Task goal => Go through the data below and return each line containing the word "cart".

(Data records)
++++++++++++++++++++

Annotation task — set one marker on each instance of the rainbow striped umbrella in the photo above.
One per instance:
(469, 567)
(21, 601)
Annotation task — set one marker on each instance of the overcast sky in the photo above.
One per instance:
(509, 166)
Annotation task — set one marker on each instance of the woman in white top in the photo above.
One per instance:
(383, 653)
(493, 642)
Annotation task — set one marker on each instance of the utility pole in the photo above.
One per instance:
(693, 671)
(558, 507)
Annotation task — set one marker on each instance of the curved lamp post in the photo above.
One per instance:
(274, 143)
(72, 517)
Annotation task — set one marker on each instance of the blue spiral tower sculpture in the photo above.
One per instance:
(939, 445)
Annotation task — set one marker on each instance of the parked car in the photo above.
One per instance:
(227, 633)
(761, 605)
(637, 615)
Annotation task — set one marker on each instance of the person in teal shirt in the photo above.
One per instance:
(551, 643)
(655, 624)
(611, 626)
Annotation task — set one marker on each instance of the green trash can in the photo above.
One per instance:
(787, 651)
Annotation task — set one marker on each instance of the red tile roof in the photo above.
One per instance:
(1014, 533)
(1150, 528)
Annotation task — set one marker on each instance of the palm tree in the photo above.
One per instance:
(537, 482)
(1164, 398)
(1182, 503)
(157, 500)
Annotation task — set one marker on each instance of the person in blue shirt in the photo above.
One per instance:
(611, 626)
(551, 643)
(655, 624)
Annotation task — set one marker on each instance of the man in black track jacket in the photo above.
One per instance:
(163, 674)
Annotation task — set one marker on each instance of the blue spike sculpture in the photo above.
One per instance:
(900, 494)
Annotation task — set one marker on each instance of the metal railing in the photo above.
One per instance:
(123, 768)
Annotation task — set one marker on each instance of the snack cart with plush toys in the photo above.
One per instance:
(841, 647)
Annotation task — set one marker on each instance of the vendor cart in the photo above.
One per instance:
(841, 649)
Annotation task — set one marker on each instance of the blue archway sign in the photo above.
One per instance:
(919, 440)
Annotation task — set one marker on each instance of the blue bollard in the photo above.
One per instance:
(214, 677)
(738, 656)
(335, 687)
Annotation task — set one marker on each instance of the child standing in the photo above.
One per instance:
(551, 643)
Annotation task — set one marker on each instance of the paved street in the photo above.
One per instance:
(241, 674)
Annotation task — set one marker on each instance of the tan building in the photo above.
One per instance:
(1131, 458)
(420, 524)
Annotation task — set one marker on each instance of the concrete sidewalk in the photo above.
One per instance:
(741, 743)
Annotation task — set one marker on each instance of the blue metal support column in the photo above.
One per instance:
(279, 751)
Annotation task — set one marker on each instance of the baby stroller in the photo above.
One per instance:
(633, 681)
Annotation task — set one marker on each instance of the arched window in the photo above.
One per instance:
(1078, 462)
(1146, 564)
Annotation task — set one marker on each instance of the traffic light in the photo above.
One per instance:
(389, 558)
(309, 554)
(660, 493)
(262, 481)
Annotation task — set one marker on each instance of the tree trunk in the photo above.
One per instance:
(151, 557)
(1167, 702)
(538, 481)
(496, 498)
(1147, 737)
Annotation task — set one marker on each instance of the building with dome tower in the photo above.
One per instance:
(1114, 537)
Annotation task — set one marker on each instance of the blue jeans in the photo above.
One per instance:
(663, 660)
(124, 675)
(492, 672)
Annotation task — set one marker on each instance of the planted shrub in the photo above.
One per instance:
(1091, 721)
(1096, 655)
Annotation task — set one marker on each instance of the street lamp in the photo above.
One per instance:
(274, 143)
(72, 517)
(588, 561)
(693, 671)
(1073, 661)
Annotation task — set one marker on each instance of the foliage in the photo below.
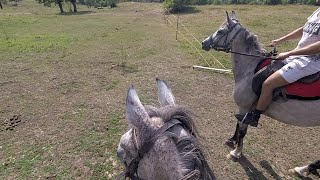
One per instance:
(178, 5)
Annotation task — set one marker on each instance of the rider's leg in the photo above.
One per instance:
(274, 81)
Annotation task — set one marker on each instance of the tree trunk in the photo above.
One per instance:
(74, 4)
(59, 2)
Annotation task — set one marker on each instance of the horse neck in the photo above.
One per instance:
(163, 162)
(243, 66)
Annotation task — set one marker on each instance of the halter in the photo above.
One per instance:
(131, 170)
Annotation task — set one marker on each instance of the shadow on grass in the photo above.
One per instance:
(187, 10)
(252, 172)
(76, 13)
(265, 164)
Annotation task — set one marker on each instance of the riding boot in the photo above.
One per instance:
(251, 118)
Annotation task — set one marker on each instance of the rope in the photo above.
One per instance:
(192, 37)
(171, 24)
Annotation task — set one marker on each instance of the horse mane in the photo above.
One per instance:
(188, 146)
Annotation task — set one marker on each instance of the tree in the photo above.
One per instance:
(60, 4)
(49, 2)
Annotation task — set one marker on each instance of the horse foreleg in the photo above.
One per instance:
(234, 139)
(237, 152)
(306, 170)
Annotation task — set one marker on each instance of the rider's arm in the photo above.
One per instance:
(308, 50)
(293, 35)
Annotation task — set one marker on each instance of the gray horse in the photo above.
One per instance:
(162, 143)
(232, 36)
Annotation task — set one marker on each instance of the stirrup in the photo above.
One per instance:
(242, 117)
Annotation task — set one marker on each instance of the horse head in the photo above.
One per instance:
(221, 40)
(162, 143)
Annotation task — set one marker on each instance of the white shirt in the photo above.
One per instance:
(310, 35)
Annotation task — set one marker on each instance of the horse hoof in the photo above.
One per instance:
(233, 158)
(230, 143)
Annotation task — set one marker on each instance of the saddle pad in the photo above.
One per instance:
(299, 90)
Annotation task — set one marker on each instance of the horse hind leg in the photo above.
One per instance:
(237, 152)
(233, 141)
(306, 170)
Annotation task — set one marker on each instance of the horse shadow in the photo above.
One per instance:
(254, 174)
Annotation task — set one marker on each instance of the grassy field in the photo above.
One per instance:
(67, 75)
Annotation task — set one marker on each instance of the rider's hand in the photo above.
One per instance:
(275, 42)
(283, 55)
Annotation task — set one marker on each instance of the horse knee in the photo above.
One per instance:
(242, 133)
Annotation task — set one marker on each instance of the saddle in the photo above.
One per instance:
(307, 88)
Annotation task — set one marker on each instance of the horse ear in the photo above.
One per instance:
(229, 20)
(136, 113)
(165, 95)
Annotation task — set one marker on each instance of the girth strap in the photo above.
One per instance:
(131, 170)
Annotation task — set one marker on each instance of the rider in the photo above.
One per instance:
(302, 61)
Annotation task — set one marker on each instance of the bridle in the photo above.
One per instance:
(226, 47)
(131, 169)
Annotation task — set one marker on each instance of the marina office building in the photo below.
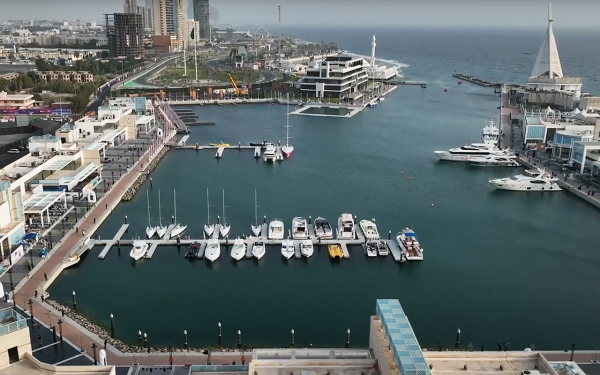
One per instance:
(60, 166)
(393, 350)
(339, 76)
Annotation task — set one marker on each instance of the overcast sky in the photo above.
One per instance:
(467, 13)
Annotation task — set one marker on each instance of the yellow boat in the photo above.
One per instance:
(335, 251)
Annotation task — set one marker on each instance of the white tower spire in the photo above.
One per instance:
(547, 63)
(373, 45)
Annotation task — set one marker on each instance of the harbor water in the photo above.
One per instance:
(501, 266)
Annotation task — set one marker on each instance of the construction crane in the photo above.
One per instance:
(236, 90)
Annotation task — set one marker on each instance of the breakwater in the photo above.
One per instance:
(142, 177)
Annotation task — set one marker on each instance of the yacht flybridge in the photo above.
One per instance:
(490, 133)
(466, 152)
(530, 180)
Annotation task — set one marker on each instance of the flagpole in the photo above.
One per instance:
(195, 52)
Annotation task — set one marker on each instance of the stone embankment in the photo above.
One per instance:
(133, 189)
(118, 344)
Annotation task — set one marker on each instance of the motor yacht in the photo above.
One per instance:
(323, 229)
(371, 249)
(238, 250)
(382, 249)
(466, 152)
(409, 245)
(369, 229)
(139, 250)
(346, 230)
(276, 230)
(335, 251)
(299, 226)
(530, 180)
(258, 249)
(287, 248)
(213, 250)
(490, 133)
(306, 248)
(270, 153)
(494, 161)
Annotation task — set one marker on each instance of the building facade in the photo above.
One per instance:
(125, 33)
(202, 15)
(337, 76)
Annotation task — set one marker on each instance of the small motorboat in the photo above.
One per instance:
(371, 249)
(306, 248)
(258, 249)
(140, 248)
(287, 248)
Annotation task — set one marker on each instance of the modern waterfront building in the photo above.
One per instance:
(16, 101)
(201, 9)
(338, 76)
(125, 33)
(547, 84)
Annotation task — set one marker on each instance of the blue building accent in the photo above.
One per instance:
(535, 132)
(403, 342)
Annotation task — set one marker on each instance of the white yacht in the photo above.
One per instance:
(495, 161)
(323, 229)
(369, 229)
(371, 249)
(258, 249)
(209, 228)
(530, 180)
(224, 229)
(306, 248)
(213, 250)
(346, 229)
(287, 248)
(150, 230)
(161, 230)
(466, 152)
(238, 250)
(276, 230)
(299, 228)
(139, 250)
(270, 153)
(409, 245)
(491, 133)
(178, 228)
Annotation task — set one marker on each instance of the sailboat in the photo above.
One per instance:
(160, 229)
(288, 149)
(178, 228)
(150, 230)
(256, 229)
(224, 229)
(209, 228)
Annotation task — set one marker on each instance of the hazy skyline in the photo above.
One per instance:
(356, 13)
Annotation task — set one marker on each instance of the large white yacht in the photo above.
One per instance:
(258, 249)
(276, 230)
(299, 231)
(238, 250)
(323, 229)
(494, 161)
(346, 229)
(270, 153)
(407, 240)
(139, 250)
(213, 250)
(530, 180)
(306, 248)
(369, 229)
(491, 133)
(464, 153)
(287, 248)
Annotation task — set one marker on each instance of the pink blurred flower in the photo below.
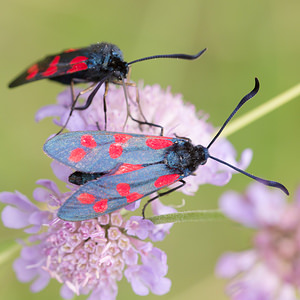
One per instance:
(271, 270)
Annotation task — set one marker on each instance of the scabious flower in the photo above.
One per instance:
(89, 257)
(271, 270)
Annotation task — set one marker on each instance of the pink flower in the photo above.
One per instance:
(271, 270)
(87, 257)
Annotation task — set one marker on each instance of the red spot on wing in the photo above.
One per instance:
(52, 69)
(122, 138)
(166, 180)
(133, 197)
(123, 189)
(115, 150)
(70, 50)
(86, 198)
(126, 168)
(100, 206)
(78, 64)
(88, 141)
(158, 143)
(32, 71)
(77, 155)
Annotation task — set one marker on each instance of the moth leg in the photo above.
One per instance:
(162, 194)
(145, 122)
(75, 101)
(183, 138)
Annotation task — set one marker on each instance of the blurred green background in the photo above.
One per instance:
(244, 39)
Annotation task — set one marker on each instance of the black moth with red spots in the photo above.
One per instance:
(116, 169)
(99, 63)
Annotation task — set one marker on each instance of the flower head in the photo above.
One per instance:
(88, 256)
(275, 257)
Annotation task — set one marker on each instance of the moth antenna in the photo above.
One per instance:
(178, 56)
(241, 103)
(261, 180)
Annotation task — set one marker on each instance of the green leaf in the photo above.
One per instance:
(189, 216)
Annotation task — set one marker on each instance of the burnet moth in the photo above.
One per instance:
(99, 63)
(114, 169)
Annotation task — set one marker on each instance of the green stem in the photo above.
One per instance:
(189, 216)
(262, 110)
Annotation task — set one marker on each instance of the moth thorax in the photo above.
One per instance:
(184, 157)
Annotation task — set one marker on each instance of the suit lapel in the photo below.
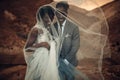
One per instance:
(66, 27)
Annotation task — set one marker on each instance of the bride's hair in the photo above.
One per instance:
(45, 10)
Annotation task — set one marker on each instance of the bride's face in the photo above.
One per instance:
(46, 20)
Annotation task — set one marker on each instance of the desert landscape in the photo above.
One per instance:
(18, 17)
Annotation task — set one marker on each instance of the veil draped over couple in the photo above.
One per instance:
(62, 41)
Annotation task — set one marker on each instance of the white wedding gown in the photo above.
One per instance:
(42, 64)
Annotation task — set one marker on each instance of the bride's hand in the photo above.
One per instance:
(43, 44)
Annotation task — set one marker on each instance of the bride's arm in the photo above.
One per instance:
(30, 44)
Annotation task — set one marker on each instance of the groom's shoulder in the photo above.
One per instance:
(72, 24)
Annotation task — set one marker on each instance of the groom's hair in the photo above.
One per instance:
(46, 9)
(63, 4)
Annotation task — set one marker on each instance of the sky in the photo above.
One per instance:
(87, 4)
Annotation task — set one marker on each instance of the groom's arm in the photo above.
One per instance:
(75, 44)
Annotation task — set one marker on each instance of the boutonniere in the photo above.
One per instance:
(67, 35)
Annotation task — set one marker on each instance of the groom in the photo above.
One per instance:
(71, 41)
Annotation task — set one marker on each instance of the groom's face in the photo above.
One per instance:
(46, 20)
(61, 14)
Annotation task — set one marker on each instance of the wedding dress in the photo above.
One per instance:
(41, 64)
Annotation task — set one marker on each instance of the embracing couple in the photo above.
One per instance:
(51, 47)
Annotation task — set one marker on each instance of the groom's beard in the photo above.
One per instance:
(50, 30)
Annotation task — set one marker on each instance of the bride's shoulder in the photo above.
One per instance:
(37, 30)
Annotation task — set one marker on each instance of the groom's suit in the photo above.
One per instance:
(71, 42)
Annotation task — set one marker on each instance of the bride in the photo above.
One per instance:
(41, 48)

++++++++++++++++++++

Result of this task =>
Annotation task — set one marker on each instance of the snack cart with plush toys in the photo above.
Annotation task — set one marker on each instance of the vendor cart in the photo above.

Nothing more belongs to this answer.